[ÜBUNGSAUFGABEN]:
- a) Wie viele Kinder sind laut dem Übungstext seit Christoph Wiederkehr entlassen worden?
- b) Zähle alle Unterbringungsorte auf, die der Übungstext in der Frage nach der Unterbringung der abgenommenen Kinder nennt.

[ÜBUNGSTEXT]:
● ● ● ● ● ● ●

Nächste Frage - denn das geht ja weiter -: Wie viele Eltern haben eine Rückführung der abgenommenen Kinder beantragt? Bitte um Angaben der Zahlen für die Jahre 2012 bis 2022. Antwort: Im aktuellen Dokumentationssystem sind diese Daten nicht auswertbar. Ach, gut! Da habe ich schon einmal schwer durchgeatmet, weil ich mir gedacht habe, das kann ja nicht sein. Jetzt sagt uns die MA 11, wir wissen gar nicht, wie viele Eltern die Kinder gerne zurück hätten. Wir wissen gar nicht, wie viele Eltern sagen, wir möchten es als Familie schaffen. Das sagt uns die MA 11 als Antwort, denn sie haben ein Dokumentationssystem, das im Jahr 2024 diese Daten nicht auswerten kann.
Nächste Frage, Frage Nummer 12 war das: Wie viele Rückführungen zur Herkunftsfamilie hat es in den letzten zehn Jahren in Wien gegeben? Antwort: Bei der Wiener Kinder- und Jugendhilfe gibt es keine statistischen Daten.
Dann haben wir die Frage gestellt: Wo wurden die abgenommenen Kinder in den letzten zehn Jahre nach Abnahme untergebracht? Bei den Verwandten, bei den Krisenpflegeeltern, bei Pflegeeltern, bei Krisenzentren, bei der Wohngemeinschaft? Frage 14: Wie viele der abgenommenen Kinder, die zu Krisenpflegeeltern oder in Krisenzentren gekommen sind, wurden anschließend wieder in die Herkunftsfamilie zurückgebracht? Frage 15: Wie viele der abgenommenen Kinder, die nach den Krisenpflegeeltern oder den Krisenzentren dann zu Pflegeeltern kamen oder in Wohngemeinschaften gekommen sind, wurden anschließend wieder an die Herkunftsfamilie zurückgeführt? Antwort: Betreffend Fragen 12 bis 15 sind seitens der Wiener Kinder- und Jugendhilfe keine detaillierten statistischen Daten vorhanden. Es kann nur eine Gesamtzahl der beendeten vollen Erziehungen übermittelt werden. Wohin die Kinder und Jugendlichen entlassen wurden, ist im aktuellen Dokumentationssystem nicht auswertbar. Echt? Ehrlich? Wissen Sie, wie viele Kinder das seit Christoph Wiederkehr sind? 1.803 Kinder sind entlassen worden, und die MA 11 sagt, sie wissen nicht, wo diese Kinder sind? Das ist doch ein Wahnsinn, das kann doch nicht euer Ernst sein! Bitte! (Beifall bei ÖVP und GRÜNEN.)

● ● ● ● ● ● ●

[LERNMATERIAL]:
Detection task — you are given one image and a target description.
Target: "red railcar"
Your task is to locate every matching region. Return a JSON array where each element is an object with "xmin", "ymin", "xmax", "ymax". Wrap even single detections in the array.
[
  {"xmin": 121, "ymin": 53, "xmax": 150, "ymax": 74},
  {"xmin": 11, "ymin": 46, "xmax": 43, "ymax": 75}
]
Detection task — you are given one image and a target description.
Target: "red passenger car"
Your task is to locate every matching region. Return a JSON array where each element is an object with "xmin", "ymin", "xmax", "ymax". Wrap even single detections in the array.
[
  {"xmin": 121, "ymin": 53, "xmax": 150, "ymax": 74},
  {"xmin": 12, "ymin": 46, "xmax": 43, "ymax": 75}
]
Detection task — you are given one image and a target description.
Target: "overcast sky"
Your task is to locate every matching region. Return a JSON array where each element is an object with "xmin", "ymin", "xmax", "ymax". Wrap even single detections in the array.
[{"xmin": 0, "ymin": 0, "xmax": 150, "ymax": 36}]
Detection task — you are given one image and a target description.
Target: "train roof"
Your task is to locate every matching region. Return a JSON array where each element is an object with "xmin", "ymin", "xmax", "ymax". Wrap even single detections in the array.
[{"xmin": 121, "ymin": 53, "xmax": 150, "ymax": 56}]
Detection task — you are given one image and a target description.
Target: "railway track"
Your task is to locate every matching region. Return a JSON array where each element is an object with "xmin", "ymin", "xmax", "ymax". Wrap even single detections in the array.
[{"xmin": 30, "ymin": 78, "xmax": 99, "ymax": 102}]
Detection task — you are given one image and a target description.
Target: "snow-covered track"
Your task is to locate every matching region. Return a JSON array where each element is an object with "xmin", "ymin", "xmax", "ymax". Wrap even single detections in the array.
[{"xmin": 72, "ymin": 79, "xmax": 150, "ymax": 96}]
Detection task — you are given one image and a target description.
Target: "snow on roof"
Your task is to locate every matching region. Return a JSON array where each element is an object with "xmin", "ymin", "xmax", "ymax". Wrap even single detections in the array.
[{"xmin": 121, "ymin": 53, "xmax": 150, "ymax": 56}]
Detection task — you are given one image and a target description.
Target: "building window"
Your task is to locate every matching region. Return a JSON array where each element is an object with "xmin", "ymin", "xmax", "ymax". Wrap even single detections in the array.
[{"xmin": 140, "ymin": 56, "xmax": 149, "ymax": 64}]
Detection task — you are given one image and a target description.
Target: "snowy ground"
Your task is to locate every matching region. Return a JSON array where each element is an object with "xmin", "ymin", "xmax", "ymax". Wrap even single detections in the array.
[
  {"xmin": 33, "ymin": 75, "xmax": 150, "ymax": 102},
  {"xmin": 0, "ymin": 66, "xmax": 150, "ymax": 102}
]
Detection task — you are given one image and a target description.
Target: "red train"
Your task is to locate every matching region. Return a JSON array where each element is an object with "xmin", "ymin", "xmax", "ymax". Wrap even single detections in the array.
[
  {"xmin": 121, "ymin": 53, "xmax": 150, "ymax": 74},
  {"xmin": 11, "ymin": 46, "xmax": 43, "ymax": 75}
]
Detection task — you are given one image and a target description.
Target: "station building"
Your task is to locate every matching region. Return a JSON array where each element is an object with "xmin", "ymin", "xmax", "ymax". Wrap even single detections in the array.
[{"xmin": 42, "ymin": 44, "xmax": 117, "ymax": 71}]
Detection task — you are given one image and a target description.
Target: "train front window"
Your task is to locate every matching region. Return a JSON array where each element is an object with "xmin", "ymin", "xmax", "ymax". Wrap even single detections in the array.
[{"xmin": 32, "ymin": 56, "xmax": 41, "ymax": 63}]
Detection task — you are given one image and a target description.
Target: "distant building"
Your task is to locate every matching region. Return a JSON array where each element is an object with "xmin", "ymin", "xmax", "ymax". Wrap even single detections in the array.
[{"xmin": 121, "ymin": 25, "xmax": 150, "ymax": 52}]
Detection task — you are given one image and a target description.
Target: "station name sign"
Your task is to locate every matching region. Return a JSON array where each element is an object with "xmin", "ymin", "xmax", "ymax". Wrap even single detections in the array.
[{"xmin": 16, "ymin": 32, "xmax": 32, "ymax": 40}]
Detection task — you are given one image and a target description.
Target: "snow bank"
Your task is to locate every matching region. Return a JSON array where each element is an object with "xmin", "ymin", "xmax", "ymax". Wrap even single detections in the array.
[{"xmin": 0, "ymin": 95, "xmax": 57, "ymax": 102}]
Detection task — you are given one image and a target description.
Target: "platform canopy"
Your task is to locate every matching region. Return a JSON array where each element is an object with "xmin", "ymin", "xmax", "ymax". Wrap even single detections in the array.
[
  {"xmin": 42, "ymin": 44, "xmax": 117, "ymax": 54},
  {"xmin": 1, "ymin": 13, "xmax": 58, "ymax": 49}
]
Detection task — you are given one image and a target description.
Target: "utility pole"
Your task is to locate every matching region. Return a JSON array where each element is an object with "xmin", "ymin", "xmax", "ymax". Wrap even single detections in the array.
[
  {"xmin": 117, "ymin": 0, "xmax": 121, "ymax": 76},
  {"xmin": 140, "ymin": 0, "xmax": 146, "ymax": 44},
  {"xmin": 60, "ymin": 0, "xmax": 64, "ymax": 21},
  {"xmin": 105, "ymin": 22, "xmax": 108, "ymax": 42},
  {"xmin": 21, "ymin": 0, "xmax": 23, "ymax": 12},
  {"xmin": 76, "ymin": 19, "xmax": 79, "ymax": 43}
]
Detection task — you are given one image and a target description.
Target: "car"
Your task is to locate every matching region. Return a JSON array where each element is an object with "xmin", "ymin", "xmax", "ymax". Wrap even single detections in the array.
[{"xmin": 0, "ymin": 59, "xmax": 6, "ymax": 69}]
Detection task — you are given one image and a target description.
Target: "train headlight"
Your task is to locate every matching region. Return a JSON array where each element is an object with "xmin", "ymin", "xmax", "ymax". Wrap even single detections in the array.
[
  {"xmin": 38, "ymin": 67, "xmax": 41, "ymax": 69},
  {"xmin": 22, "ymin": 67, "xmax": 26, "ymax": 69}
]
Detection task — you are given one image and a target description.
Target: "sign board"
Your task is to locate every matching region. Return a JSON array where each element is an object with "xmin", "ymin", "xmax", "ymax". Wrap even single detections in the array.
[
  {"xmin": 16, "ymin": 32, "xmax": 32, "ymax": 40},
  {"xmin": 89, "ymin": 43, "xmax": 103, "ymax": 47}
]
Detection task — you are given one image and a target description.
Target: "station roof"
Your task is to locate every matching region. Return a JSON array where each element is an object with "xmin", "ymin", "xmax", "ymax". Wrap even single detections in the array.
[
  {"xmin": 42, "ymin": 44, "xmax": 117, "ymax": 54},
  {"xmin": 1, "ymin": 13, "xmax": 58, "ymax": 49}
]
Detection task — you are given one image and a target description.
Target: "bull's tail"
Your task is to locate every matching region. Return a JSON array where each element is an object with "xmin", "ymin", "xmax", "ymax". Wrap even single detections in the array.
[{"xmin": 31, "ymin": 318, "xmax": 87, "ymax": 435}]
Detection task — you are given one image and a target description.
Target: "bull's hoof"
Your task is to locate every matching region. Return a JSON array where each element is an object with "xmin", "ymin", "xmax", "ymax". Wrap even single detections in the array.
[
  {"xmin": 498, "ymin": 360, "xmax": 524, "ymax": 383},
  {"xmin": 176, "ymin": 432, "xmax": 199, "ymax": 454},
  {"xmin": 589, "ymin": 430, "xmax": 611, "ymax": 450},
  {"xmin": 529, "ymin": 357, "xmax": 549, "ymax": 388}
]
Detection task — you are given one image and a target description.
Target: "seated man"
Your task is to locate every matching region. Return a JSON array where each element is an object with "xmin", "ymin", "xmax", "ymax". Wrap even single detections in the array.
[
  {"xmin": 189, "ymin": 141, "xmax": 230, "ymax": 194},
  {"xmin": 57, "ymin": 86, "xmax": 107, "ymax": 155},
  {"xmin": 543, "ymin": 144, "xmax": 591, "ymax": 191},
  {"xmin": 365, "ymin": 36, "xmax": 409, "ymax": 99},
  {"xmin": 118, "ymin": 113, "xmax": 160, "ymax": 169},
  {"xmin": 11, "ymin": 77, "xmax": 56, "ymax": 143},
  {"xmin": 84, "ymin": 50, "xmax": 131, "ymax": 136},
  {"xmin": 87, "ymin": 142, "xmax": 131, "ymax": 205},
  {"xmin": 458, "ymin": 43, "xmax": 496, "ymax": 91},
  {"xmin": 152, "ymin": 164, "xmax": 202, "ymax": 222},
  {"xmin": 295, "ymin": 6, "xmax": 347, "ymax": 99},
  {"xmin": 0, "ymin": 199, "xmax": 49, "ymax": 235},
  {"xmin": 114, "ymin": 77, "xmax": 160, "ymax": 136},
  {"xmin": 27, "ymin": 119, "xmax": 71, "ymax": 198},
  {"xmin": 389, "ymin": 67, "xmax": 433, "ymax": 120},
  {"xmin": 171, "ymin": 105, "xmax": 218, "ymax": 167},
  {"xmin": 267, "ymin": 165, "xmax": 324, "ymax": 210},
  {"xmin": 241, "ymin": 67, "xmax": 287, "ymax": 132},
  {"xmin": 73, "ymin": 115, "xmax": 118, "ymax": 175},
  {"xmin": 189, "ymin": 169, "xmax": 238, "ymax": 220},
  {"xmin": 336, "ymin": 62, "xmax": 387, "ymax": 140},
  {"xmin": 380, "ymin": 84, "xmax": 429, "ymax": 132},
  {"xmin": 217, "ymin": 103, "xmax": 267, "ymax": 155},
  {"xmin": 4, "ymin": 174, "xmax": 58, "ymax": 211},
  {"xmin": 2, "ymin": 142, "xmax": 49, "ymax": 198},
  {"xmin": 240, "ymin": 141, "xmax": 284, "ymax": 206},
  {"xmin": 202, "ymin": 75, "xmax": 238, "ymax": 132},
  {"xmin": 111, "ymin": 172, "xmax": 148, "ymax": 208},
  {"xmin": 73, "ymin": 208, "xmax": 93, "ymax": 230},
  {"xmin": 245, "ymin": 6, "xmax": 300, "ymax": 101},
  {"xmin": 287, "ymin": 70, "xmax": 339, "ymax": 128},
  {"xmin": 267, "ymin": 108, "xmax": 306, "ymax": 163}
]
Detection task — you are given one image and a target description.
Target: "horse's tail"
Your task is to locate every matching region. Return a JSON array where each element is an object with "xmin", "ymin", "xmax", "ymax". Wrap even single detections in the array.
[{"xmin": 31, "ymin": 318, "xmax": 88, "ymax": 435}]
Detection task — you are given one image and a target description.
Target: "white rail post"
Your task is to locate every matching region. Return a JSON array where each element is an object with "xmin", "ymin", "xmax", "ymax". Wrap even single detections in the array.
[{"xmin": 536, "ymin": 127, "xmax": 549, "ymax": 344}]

● ● ● ● ● ● ●

[ANTWORTEN JE AUFGABE]:
- a) 1.803 Kinder

- b) Verwandte, Krisenpflegeeltern, Pflegeeltern, Krisenzentren, Wohngemeinschaft